-- Begin --
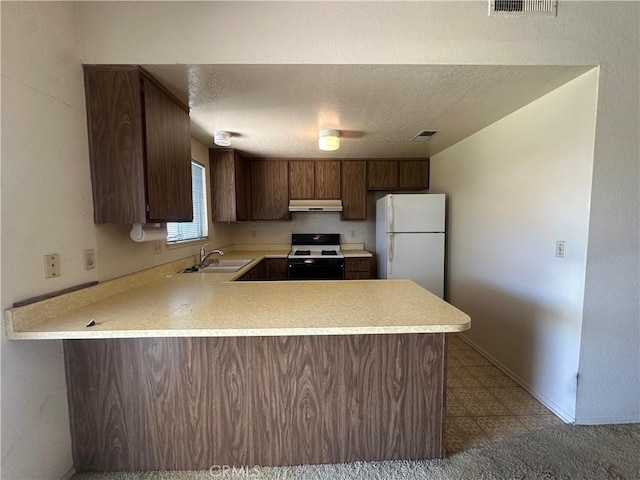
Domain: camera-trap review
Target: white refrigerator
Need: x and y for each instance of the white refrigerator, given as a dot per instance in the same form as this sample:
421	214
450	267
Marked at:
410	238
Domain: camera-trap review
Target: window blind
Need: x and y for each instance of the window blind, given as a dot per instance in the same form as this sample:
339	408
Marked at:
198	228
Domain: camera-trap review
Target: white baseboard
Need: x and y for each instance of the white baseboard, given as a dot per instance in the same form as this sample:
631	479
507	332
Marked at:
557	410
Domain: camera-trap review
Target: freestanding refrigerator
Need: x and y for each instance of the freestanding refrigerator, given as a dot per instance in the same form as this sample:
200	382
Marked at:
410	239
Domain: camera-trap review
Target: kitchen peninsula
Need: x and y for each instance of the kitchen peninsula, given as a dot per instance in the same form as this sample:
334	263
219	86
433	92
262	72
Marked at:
-- End --
Repeat the material above verbatim, with no pictures in the output.

Domain: camera-trap review
Target: white refrigerator
Need: x and y for each instance of the white refrigerator, given as a dot per instance in the same form as this sample:
421	214
450	267
Marked at:
410	238
Domain: camera-trap review
Target: window blind
Need: x and y for each instance of the window blind, given as a dot per instance in the same form as this sample:
339	408
Marked at:
198	228
Domain: camera-trap review
Target: white baseboard
Need: x and y for each instance of the white baseboard, given as a dot per instance in the same form as this sample:
631	479
507	332
Marked at:
557	410
Domain: camera-trap review
Target: freestanding refrigerator
Need: x and y for each instance of the freestanding refrigerator, given as a dot per instance in the same form as this sample:
200	382
Marked at:
410	239
Domain: camera-trap review
Target: kitchen peninsula
Need: x and y for each instance of the kitchen peninsula, given as a dot per instance in the same form as this sample:
334	263
219	86
433	92
262	72
Marked at:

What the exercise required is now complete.